» Document passage
==================================================
This weekend I had the opportunity to attend the Texas Gamexperience hosted by AMD and HardOCP.  The show had several interesting things to see but the focus was definitely on the Eyefinity technology by AMD.

Eyefinity is AMD’s solution for multi-monitor gaming and other applications. The focus today was on its use in gaming to achieve an ultra-wide field-of-view which occupies most of your peripheral vision. The biggest advantage of Eyefinity is that a single graphics card can power all three monitors so there is no need for crossfire or SLI like in days past. A Team Fortress 2 tournament was hosted which pitted a team each using three monitors in Eyefinity configuartion against a team each using a single monitor. Strangely enough, during the final I played in the team with single monitors and we won both matches. So the question seems to be twofold with Eyefinity. Does it enhance the experience? Does it provide a competitive edge?
==================================================
» Pointing dataset excerpts
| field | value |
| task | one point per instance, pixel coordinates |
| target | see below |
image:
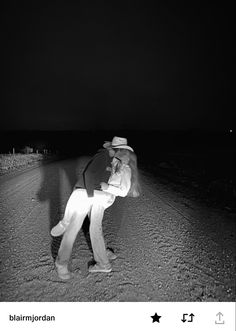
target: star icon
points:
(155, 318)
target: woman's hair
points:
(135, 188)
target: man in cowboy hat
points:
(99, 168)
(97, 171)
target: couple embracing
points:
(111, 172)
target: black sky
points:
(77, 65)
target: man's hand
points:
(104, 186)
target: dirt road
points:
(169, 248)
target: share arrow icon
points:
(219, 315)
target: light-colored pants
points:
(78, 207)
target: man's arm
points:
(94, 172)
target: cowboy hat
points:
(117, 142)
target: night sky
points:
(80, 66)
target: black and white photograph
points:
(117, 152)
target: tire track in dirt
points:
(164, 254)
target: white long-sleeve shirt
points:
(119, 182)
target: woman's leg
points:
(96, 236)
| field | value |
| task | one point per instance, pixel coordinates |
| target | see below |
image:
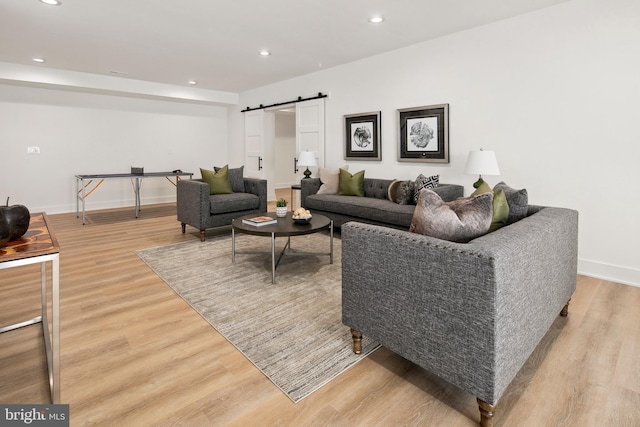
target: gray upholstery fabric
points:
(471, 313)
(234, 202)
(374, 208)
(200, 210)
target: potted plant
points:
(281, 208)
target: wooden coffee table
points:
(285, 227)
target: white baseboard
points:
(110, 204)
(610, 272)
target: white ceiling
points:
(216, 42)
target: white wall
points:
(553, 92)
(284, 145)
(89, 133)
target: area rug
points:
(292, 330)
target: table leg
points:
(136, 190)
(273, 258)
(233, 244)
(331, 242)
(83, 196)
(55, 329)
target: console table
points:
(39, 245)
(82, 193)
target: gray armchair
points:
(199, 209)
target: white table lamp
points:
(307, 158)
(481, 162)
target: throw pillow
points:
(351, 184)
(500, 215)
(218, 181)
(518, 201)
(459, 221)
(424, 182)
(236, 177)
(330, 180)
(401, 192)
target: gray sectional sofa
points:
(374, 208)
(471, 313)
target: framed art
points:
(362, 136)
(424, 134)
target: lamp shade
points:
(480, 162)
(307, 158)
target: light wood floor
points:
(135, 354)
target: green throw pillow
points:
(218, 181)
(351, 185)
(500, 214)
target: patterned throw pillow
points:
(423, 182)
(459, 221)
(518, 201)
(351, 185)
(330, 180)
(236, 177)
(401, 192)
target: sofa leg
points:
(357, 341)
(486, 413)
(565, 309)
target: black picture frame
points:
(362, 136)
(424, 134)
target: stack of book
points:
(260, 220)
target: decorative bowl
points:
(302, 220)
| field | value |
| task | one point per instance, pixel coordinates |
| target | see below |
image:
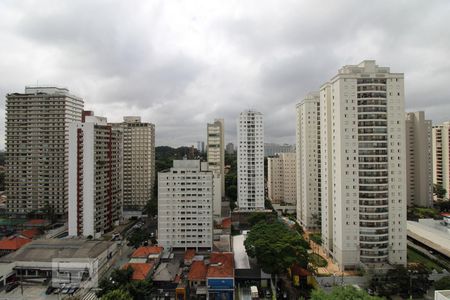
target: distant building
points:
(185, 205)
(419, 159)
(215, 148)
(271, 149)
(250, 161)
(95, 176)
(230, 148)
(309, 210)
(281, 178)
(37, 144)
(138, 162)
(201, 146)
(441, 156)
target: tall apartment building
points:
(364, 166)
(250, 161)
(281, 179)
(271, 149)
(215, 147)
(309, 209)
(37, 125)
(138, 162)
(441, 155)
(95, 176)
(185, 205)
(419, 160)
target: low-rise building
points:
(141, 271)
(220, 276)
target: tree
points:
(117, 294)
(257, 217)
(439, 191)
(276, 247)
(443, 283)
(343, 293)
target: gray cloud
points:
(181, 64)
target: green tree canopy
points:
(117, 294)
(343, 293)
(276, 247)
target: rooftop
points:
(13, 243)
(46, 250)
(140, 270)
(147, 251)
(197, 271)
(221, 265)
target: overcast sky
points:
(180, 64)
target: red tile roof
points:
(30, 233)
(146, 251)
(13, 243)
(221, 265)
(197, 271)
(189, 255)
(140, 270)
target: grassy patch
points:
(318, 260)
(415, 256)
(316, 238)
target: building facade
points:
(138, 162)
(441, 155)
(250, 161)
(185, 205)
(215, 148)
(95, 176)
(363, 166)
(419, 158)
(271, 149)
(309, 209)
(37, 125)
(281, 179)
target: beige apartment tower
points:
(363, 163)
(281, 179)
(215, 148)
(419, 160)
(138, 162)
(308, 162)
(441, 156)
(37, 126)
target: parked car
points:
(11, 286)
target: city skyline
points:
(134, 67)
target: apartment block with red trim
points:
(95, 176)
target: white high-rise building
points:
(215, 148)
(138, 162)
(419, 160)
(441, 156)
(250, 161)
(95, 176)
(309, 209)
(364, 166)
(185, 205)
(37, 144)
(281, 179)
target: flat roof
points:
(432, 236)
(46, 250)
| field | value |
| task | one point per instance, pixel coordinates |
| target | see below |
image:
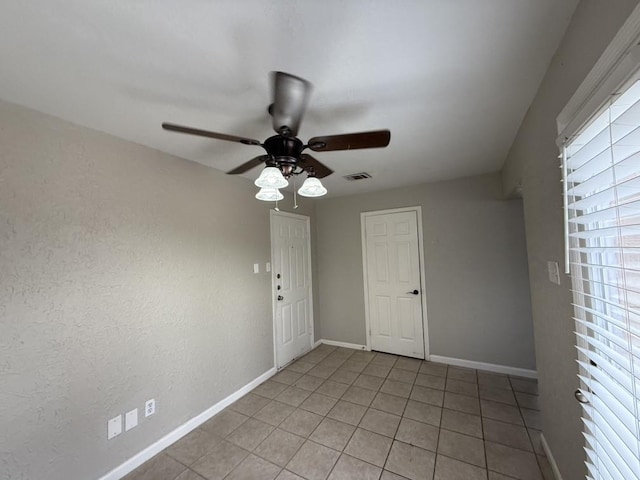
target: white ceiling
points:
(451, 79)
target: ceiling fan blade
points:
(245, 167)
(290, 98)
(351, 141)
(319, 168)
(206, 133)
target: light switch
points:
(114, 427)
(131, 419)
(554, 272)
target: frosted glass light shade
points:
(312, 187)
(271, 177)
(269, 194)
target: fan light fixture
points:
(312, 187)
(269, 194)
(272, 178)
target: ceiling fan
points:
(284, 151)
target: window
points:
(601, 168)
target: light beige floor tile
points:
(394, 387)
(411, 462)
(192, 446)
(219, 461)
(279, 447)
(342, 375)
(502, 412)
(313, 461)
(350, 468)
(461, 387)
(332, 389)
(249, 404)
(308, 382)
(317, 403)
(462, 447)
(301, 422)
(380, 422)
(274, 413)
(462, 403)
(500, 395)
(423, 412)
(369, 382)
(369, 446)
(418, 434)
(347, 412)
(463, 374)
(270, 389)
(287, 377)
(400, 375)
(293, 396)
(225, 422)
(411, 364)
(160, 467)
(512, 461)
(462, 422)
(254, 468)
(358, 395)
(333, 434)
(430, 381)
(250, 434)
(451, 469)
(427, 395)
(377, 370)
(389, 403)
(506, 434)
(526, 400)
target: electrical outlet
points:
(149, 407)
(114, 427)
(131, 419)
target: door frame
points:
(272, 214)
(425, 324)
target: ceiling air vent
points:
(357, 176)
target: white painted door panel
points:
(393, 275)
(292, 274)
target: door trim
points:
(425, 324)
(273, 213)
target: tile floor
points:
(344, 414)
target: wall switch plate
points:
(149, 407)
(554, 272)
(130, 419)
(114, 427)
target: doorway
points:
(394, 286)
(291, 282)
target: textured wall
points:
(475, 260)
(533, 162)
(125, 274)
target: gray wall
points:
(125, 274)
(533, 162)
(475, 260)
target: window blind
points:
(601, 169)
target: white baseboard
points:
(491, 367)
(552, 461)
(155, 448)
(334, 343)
==================================================
» Direction 1
Set down word for word the part of the Eyefinity passage that opens with the words "This weekend I" and closes with "technology by AMD.".
» Direction 2
Extract verbatim the lines of the records that run from the line containing "target: window blind" through the end of the records, including both ends.

» Full answer 1
This weekend I had the opportunity to attend the Texas Gamexperience hosted by AMD and HardOCP.  The show had several interesting things to see but the focus was definitely on the Eyefinity technology by AMD.

» Full answer 2
target: window blind
points:
(601, 169)
target: white baseboard
points:
(491, 367)
(552, 461)
(155, 448)
(334, 343)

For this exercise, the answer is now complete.